GOAL 1: Determine how many lines in the rows below contain the string "blonde", and reply with that number alone.
· · ·
SideKick
Communications & Design Studio for Social Good
09/06/2026
As we continue our waste management scoping around Bangkok, we came across something really special in the Romklao area of Ladkrabang.
It’s called “Ban YaYai” — or Grandma’s House.
The issue is that many parents are leaving young children with grandmothers during the day. Some toddlers, especially around 0–2 years old, end up spending hours on mobile phones because the grandmothers are also busy with housework and daily responsibilities.
Over time, this has affected some children’s speech and social development. Some children arrive at kindergarten still unable to speak or interact properly.
So Uncle Preecha, the community leader, got some funding and started Ban YaYai.
Instead of each grandmother staying at home alone with their grandchild, the grandmothers come together and bring their หลาน ๆ to this shared space. There are books, toys, other toddlers to play with, and the grandmothers can help each other look after the children.
A teacher also comes once a week to train and support the grandmothers.
And after just a few months, they are seeing a huge difference. Children who were not speaking are starting to speak. They are playing more, interacting more, and slowly catching up.
Honestly, it was amazing to see.
Uncle Preecha is awesome. We came here looking at waste management, but found so many other examples of community-led ideas and care.
Sometimes the best local innovations are already happening quietly in communities — we just need to notice them.
· · ·
GOAL 2: Reproduce the entire post about Ban YaYai above, word for word.
· · ·
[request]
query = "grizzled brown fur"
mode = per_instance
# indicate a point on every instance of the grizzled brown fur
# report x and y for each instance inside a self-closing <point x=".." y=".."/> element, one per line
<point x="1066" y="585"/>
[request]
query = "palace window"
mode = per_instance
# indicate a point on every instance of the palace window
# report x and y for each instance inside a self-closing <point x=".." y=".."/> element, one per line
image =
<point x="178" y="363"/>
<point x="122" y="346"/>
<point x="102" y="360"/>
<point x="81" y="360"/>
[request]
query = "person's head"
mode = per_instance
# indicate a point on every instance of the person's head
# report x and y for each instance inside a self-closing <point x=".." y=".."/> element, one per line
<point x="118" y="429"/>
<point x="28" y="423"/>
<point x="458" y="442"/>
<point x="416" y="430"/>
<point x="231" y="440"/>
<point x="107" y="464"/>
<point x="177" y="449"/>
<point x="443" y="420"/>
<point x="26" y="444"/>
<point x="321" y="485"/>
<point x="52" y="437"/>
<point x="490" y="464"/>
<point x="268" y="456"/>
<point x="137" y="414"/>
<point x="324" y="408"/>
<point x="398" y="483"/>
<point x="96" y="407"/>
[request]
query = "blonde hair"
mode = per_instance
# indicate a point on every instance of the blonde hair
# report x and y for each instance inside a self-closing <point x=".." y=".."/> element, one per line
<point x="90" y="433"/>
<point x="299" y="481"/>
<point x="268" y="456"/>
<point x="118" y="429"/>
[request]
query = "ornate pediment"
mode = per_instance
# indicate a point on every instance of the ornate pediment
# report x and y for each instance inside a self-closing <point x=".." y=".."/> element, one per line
· · ·
CORRECT OUTPUT 1: 2

CORRECT OUTPUT 2:
SideKick
Communications & Design Studio for Social Good
09/06/2026
As we continue our waste management scoping around Bangkok, we came across something really special in the Romklao area of Ladkrabang.
It’s called “Ban YaYai” — or Grandma’s House.
The issue is that many parents are leaving young children with grandmothers during the day. Some toddlers, especially around 0–2 years old, end up spending hours on mobile phones because the grandmothers are also busy with housework and daily responsibilities.
Over time, this has affected some children’s speech and social development. Some children arrive at kindergarten still unable to speak or interact properly.
So Uncle Preecha, the community leader, got some funding and started Ban YaYai.
Instead of each grandmother staying at home alone with their grandchild, the grandmothers come together and bring their หลาน ๆ to this shared space. There are books, toys, other toddlers to play with, and the grandmothers can help each other look after the children.
A teacher also comes once a week to train and support the grandmothers.
And after just a few months, they are seeing a huge difference. Children who were not speaking are starting to speak. They are playing more, interacting more, and slowly catching up.
Honestly, it was amazing to see.
Uncle Preecha is awesome. We came here looking at waste management, but found so many other examples of community-led ideas and care.
Sometimes the best local innovations are already happening quietly in communities — we just need to notice them.